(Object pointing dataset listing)
----

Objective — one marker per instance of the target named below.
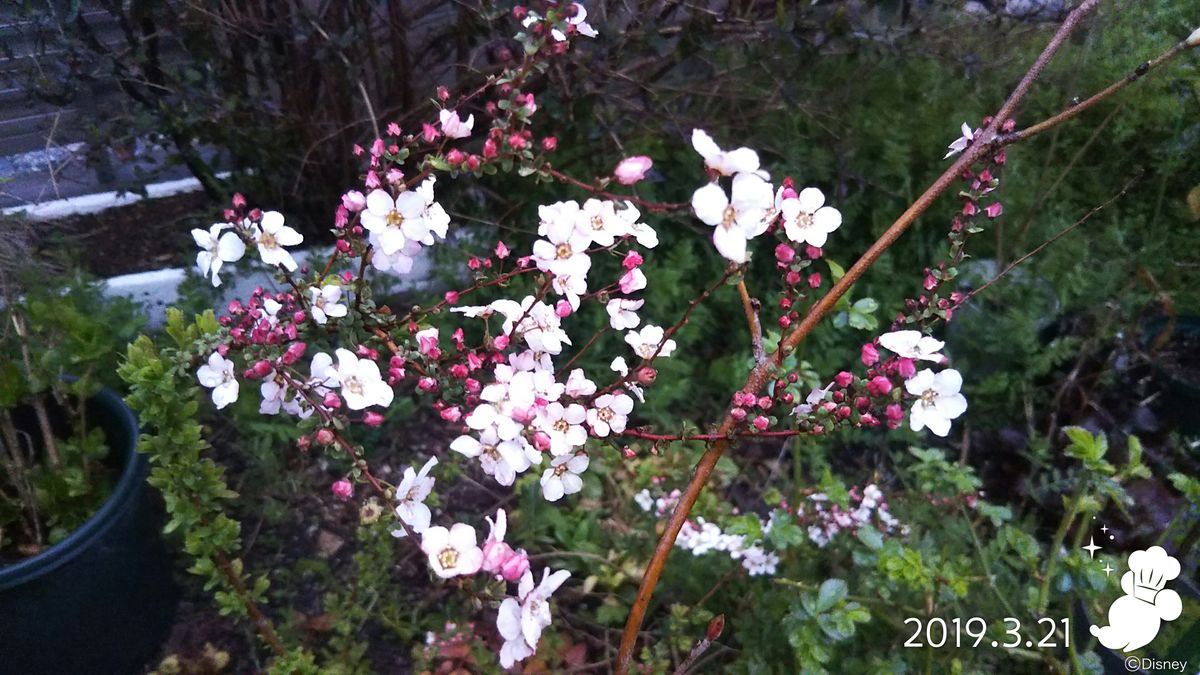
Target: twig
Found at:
(1061, 233)
(751, 308)
(760, 375)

----

◆ TASK TO CARRY OUT
Please give the listing above again line for line, without any change except for leaving out the picture.

◆ ANSWER BELOW
Objective — one marker per instance of the target named below.
Target: twig
Found at:
(1061, 233)
(751, 308)
(760, 375)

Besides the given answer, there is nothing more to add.